* AIM OF THE TASK:
Copy out the records that follow, leaving every character as it is.

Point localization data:

———

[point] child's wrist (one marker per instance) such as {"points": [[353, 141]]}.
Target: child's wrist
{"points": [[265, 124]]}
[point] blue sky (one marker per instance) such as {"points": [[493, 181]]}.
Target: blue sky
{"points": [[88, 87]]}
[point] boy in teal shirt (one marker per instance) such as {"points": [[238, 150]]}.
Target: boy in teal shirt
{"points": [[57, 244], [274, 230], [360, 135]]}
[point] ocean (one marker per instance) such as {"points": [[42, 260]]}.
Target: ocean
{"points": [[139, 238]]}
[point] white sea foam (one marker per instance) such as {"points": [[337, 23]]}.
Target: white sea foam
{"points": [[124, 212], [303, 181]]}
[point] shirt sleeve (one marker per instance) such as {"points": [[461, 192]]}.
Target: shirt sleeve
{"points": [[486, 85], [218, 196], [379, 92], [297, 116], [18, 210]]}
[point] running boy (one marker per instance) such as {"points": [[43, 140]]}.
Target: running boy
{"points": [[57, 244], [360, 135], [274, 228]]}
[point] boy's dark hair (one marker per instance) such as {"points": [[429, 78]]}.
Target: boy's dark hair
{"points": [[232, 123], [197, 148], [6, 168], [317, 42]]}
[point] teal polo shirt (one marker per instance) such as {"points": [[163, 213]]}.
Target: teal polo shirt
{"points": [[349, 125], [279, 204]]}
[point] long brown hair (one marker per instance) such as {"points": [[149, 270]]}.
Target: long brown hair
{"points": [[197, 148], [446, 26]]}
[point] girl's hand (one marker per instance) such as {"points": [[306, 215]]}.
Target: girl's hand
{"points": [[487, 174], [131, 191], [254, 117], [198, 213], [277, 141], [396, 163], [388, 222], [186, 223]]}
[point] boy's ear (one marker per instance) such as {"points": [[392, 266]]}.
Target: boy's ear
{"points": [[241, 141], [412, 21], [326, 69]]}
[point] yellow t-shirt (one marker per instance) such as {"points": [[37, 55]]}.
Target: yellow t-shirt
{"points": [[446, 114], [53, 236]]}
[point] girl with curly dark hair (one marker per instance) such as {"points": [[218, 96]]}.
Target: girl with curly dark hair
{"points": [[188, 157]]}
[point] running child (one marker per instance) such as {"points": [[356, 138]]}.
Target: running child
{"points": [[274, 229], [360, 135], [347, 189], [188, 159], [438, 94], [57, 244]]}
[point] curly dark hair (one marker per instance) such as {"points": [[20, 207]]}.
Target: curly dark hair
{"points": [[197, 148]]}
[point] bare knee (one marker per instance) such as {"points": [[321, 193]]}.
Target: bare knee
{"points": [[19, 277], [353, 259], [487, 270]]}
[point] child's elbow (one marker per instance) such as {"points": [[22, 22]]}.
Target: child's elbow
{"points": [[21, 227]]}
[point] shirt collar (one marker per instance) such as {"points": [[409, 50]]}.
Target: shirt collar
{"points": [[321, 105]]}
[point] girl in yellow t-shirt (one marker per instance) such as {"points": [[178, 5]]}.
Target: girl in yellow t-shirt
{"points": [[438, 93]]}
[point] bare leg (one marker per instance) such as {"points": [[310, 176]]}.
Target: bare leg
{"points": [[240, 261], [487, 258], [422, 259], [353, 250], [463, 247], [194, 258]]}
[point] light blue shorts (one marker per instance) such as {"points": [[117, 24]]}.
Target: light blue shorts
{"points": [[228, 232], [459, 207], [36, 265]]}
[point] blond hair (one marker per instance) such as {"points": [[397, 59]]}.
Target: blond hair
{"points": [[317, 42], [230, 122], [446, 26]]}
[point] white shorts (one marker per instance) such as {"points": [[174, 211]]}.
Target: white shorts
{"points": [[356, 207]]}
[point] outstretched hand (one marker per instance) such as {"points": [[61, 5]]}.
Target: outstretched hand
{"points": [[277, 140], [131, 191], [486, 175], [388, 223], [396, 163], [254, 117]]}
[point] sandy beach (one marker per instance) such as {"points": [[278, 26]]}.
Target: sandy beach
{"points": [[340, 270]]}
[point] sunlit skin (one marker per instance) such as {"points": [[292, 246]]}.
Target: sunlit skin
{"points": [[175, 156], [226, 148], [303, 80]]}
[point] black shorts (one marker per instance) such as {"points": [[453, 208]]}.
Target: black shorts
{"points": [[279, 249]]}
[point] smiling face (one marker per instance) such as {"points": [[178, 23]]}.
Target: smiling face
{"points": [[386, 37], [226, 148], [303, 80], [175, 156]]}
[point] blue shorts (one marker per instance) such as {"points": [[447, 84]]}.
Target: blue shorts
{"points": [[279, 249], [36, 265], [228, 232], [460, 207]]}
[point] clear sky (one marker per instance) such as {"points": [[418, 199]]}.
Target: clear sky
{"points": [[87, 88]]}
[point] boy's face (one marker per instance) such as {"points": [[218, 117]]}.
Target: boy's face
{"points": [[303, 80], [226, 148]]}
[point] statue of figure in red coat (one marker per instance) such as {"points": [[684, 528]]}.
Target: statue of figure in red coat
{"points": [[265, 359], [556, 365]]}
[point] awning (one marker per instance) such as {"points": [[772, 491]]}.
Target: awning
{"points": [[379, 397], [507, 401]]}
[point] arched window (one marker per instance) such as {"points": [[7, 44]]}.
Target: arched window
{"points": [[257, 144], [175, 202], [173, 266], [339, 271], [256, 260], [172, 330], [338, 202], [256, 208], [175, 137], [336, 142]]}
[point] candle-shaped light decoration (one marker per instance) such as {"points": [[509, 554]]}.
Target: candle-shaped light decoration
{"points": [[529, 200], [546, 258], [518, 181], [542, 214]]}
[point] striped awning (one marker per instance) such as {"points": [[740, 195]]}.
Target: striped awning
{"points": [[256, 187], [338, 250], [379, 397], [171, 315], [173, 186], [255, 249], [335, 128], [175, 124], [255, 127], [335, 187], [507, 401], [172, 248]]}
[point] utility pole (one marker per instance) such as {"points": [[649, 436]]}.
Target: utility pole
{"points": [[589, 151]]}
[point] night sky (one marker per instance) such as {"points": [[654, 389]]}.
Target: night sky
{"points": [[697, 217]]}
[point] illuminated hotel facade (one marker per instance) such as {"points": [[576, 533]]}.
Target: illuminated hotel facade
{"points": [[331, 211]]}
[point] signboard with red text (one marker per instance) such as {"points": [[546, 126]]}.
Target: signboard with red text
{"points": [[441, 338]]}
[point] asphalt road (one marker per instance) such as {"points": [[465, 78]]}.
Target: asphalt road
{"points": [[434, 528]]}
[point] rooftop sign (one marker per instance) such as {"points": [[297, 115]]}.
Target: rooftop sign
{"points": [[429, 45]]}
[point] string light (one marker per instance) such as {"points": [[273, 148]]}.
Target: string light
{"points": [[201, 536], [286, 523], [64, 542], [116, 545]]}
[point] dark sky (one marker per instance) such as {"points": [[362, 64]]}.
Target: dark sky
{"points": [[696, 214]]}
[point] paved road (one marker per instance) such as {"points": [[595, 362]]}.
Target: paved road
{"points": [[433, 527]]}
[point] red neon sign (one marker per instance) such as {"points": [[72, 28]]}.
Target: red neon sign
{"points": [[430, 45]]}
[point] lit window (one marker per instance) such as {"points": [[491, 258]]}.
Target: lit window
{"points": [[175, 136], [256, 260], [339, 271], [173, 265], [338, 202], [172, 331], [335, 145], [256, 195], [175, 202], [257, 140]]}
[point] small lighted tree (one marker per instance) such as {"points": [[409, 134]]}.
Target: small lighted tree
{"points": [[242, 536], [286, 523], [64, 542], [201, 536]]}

———

* FINAL ANSWER:
[point] child's wrist (one marker per instance) such as {"points": [[353, 141]]}.
Target: child's wrist
{"points": [[265, 124]]}
[point] blue sky (one marker per instance) such as {"points": [[493, 181]]}.
Target: blue sky
{"points": [[88, 87]]}
[point] boy in teal shirt (one marker per instance) such as {"points": [[238, 150]]}.
Target: boy in teal shirt
{"points": [[57, 244], [274, 230], [360, 135]]}
[point] ocean (one marker per instance) such as {"points": [[42, 260]]}.
Target: ocean
{"points": [[139, 238]]}
[point] white sea foam (one marker per instance) such as {"points": [[337, 23]]}.
Target: white sea foam
{"points": [[124, 212], [303, 181]]}
[point] shirt sleeve (one marker per instance) such as {"points": [[461, 192]]}.
Target: shirt sleeve
{"points": [[486, 85], [218, 196], [379, 92], [297, 116], [18, 210]]}
[point] running boy (one marker per instance) such as {"points": [[43, 140]]}.
Target: running boy
{"points": [[57, 244], [360, 135], [274, 228]]}
[point] boy's dark hair (one marker per instance) such as {"points": [[429, 78]]}.
Target: boy's dark hair
{"points": [[232, 123], [197, 148], [6, 168], [317, 42]]}
[point] teal polo shirt (one marker per instance) such as {"points": [[163, 213]]}.
Target: teal polo shirt
{"points": [[349, 125], [279, 204]]}
[point] long brown hair (one marker per instance) such as {"points": [[149, 270]]}.
Target: long brown hair
{"points": [[197, 148], [446, 26]]}
[point] girl's hand (one marker per instance) such as {"points": [[306, 215]]}.
Target: girl's hand
{"points": [[487, 174], [131, 191], [254, 117], [198, 213], [277, 141], [396, 163], [388, 222], [186, 223]]}
[point] boy's ear (one marker per instance) such as {"points": [[392, 266]]}.
Target: boy's ear
{"points": [[241, 141], [412, 21], [326, 69]]}
[point] yellow t-shirt (one marker per instance) such as {"points": [[37, 55]]}.
Target: yellow t-shirt
{"points": [[446, 114], [53, 236]]}
[point] girl with curly dark hair (one marker per instance) such as {"points": [[218, 96]]}.
Target: girl with curly dark hair
{"points": [[188, 157]]}
[point] running child (one marker per instance) such as {"points": [[356, 138]]}.
Target: running child
{"points": [[274, 229], [360, 135], [347, 189], [188, 159], [438, 94], [57, 244]]}
[point] curly dark hair (one marker per instance) such as {"points": [[20, 207]]}.
Target: curly dark hair
{"points": [[197, 148]]}
[point] bare knee (one marker per instance) such as {"points": [[321, 193]]}.
Target: bare knee
{"points": [[19, 277], [353, 259], [487, 270]]}
[point] child's elbow (one marker per instance) such as {"points": [[22, 22]]}.
Target: child's elbow
{"points": [[21, 227]]}
[point] shirt collar (one marker per instance) such as {"points": [[409, 50]]}.
Target: shirt collar
{"points": [[321, 105]]}
[point] girl in yellow t-shirt (one marker per instance) such as {"points": [[178, 5]]}.
Target: girl in yellow t-shirt
{"points": [[438, 93]]}
[point] bare leg (one marker per instance) such as {"points": [[310, 176]]}.
Target: bare leg
{"points": [[240, 261], [487, 258], [422, 259], [353, 250], [463, 247], [194, 258]]}
[point] light blue shorts (one marker per instance) such as {"points": [[117, 24]]}.
Target: light blue shorts
{"points": [[228, 232], [459, 207], [36, 265]]}
[point] blond hair (one marker per instance) such as {"points": [[397, 59]]}.
Target: blond hair
{"points": [[317, 42], [230, 122], [446, 26]]}
[point] white shorts (one marker per instance) such as {"points": [[174, 211]]}.
Target: white shorts
{"points": [[356, 207]]}
[point] outstretched hand (one marker per instance) such as {"points": [[61, 5]]}.
Target: outstretched hand
{"points": [[277, 140], [131, 191], [486, 175], [388, 223], [396, 163], [254, 117]]}
[point] sandy beach (one marker per instance) such as {"points": [[278, 26]]}.
Target: sandy beach
{"points": [[340, 270]]}
[point] sunlit skin (one marker per instance) such as {"points": [[292, 246]]}.
Target: sunlit skin
{"points": [[175, 156], [226, 148], [303, 80]]}
[point] black shorts (one marker per instance) such as {"points": [[453, 208]]}.
Target: black shorts
{"points": [[279, 249]]}
[point] smiling face (one marker per instance) such as {"points": [[178, 23]]}.
Target: smiling face
{"points": [[386, 37], [226, 148], [303, 80], [175, 156]]}
[point] blue shorts (one marker per instance) such as {"points": [[447, 84]]}.
Target: blue shorts
{"points": [[279, 249], [36, 265], [228, 232], [460, 207]]}
[point] clear sky (one marker per instance) such as {"points": [[418, 199]]}.
Target: clear sky
{"points": [[87, 88]]}
[point] boy's face (one marker per instance) such as {"points": [[218, 117]]}.
Target: boy's face
{"points": [[303, 80], [226, 148]]}
[point] statue of figure in red coat (one marker per instance) such as {"points": [[684, 528]]}.
Target: statue of figure in red coat
{"points": [[265, 359], [556, 365]]}
[point] awning (one marker per instance) such as {"points": [[772, 491]]}.
Target: awning
{"points": [[379, 397], [507, 401]]}
[point] arched window (one marker per instance) such as {"points": [[7, 44]]}.
Target: arched window
{"points": [[257, 144], [175, 202], [173, 266], [339, 271], [256, 260], [172, 330], [338, 202], [256, 208], [175, 137], [336, 142]]}
[point] candle-shaped light decoration (one marker per instance) such as {"points": [[509, 554]]}.
Target: candle-shaped light decoration
{"points": [[529, 200], [546, 258], [518, 181], [542, 214]]}
[point] striped awning (one marker per instance) such as {"points": [[740, 195]]}.
Target: striped awning
{"points": [[256, 187], [338, 250], [379, 397], [171, 315], [173, 186], [255, 249], [335, 128], [175, 124], [255, 127], [335, 187], [507, 401], [172, 248]]}
[point] utility pole (one marker per instance) such as {"points": [[649, 436]]}.
Target: utility pole
{"points": [[589, 151]]}
[point] night sky (one marker per instance) such as {"points": [[654, 389]]}.
Target: night sky
{"points": [[697, 217]]}
[point] illuminated hotel facade (one marker per instance) such as {"points": [[576, 533]]}.
Target: illuminated hotel facade
{"points": [[331, 211]]}
[point] signboard with red text (one marker per instance) such as {"points": [[546, 126]]}.
Target: signboard with red text
{"points": [[441, 338]]}
[point] asphalt road (one marker per instance) such as {"points": [[465, 78]]}.
Target: asphalt road
{"points": [[434, 528]]}
[point] rooftop sign (one marker per instance) such as {"points": [[297, 115]]}.
Target: rooftop sign
{"points": [[429, 45]]}
[point] string light (one marker per instance) such as {"points": [[273, 148]]}.
Target: string light
{"points": [[201, 536], [286, 523], [64, 542], [116, 545]]}
[point] dark sky (one marker per instance) such as {"points": [[362, 64]]}.
Target: dark sky
{"points": [[696, 214]]}
[point] paved road (one marker per instance) such as {"points": [[595, 362]]}.
Target: paved road
{"points": [[433, 527]]}
[point] red neon sign (one marker per instance) such as {"points": [[72, 28]]}.
Target: red neon sign
{"points": [[430, 45]]}
[point] lit window (one marker per instance) such as {"points": [[491, 258]]}.
Target: lit window
{"points": [[175, 136], [256, 260], [339, 271], [173, 265], [338, 202], [172, 331], [335, 145], [256, 195], [175, 202], [257, 140]]}
[point] small lighted tree (one marker per instance) such as {"points": [[409, 134]]}.
Target: small lighted tree
{"points": [[242, 536], [286, 523], [64, 542], [201, 536]]}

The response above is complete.